▶ [Exercise directions]: Output all the records word for word. Drop the pictures.

Input records START

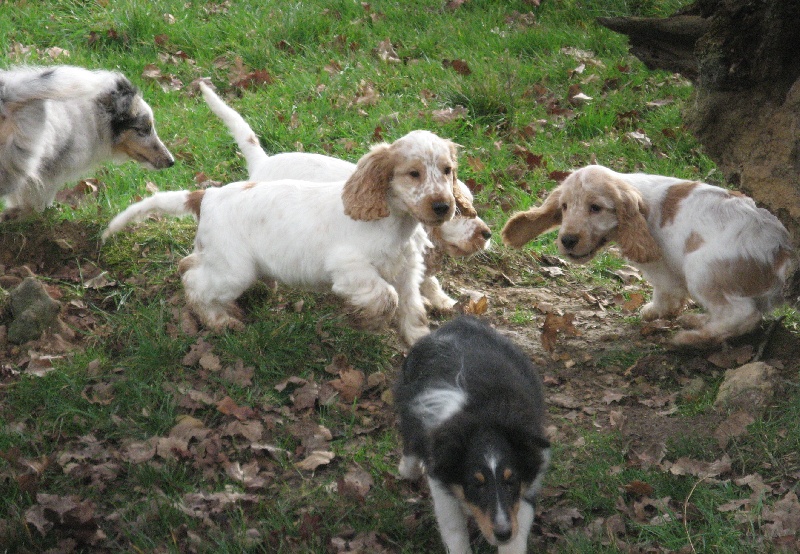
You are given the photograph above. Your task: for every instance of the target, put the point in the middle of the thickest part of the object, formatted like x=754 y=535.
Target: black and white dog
x=58 y=122
x=472 y=416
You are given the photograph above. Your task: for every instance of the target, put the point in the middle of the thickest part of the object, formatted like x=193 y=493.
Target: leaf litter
x=573 y=336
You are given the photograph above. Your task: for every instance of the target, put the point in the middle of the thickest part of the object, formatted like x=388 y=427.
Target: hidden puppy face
x=57 y=123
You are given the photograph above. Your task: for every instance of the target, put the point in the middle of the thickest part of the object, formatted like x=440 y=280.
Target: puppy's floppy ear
x=523 y=227
x=364 y=193
x=633 y=234
x=463 y=204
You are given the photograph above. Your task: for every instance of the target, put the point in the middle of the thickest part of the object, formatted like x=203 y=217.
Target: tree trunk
x=743 y=57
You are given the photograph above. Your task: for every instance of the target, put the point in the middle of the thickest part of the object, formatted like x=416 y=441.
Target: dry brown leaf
x=315 y=459
x=697 y=468
x=459 y=66
x=639 y=488
x=734 y=426
x=553 y=324
x=386 y=52
x=356 y=483
x=448 y=115
x=227 y=406
x=349 y=384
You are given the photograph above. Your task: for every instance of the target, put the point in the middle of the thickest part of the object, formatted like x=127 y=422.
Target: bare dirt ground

Input records END

▶ [Answer to this exercise]:
You are given the photograph above. Your task: for every instance of the target, put the point in the middle of the thickest part of the object, formatted like x=754 y=535.
Target: black and white dog
x=58 y=122
x=472 y=416
You are given the photograph above. Your task: for every instance of the target, put the point in the middle of the thickest part of the object, formatted like x=193 y=493.
Target: leaf litter
x=573 y=336
You are given the photograph above. Your task: for every instance of the target, put the point in the middle of the thickest part of the object, formatted like x=388 y=427.
Target: hidden puppy face
x=57 y=123
You are given the photograph above. Your task: for every instance of the target, put the point in the middle of the thickest part of the object, formatted like x=440 y=280.
Target: puppy's floppy ear
x=523 y=227
x=364 y=193
x=633 y=234
x=463 y=204
You are given the photograph above. Your task: for every instance of the target, put the point in the middle of the thickest part of the object, formatted like x=203 y=217.
Target: tree trunk
x=743 y=57
You are given the photograph above. Your task: for every instance of the target, put the point in the middle of the thickest part of the object, formatted like x=416 y=441.
Target: dry brown leaf
x=315 y=459
x=697 y=468
x=459 y=66
x=639 y=488
x=734 y=426
x=553 y=324
x=386 y=52
x=356 y=483
x=448 y=115
x=227 y=406
x=349 y=384
You are given the photograph above. Your task: for every instance of the target, put the point in the middle of the thickest part of the object, formatted like x=127 y=422.
Target: bare dirt ground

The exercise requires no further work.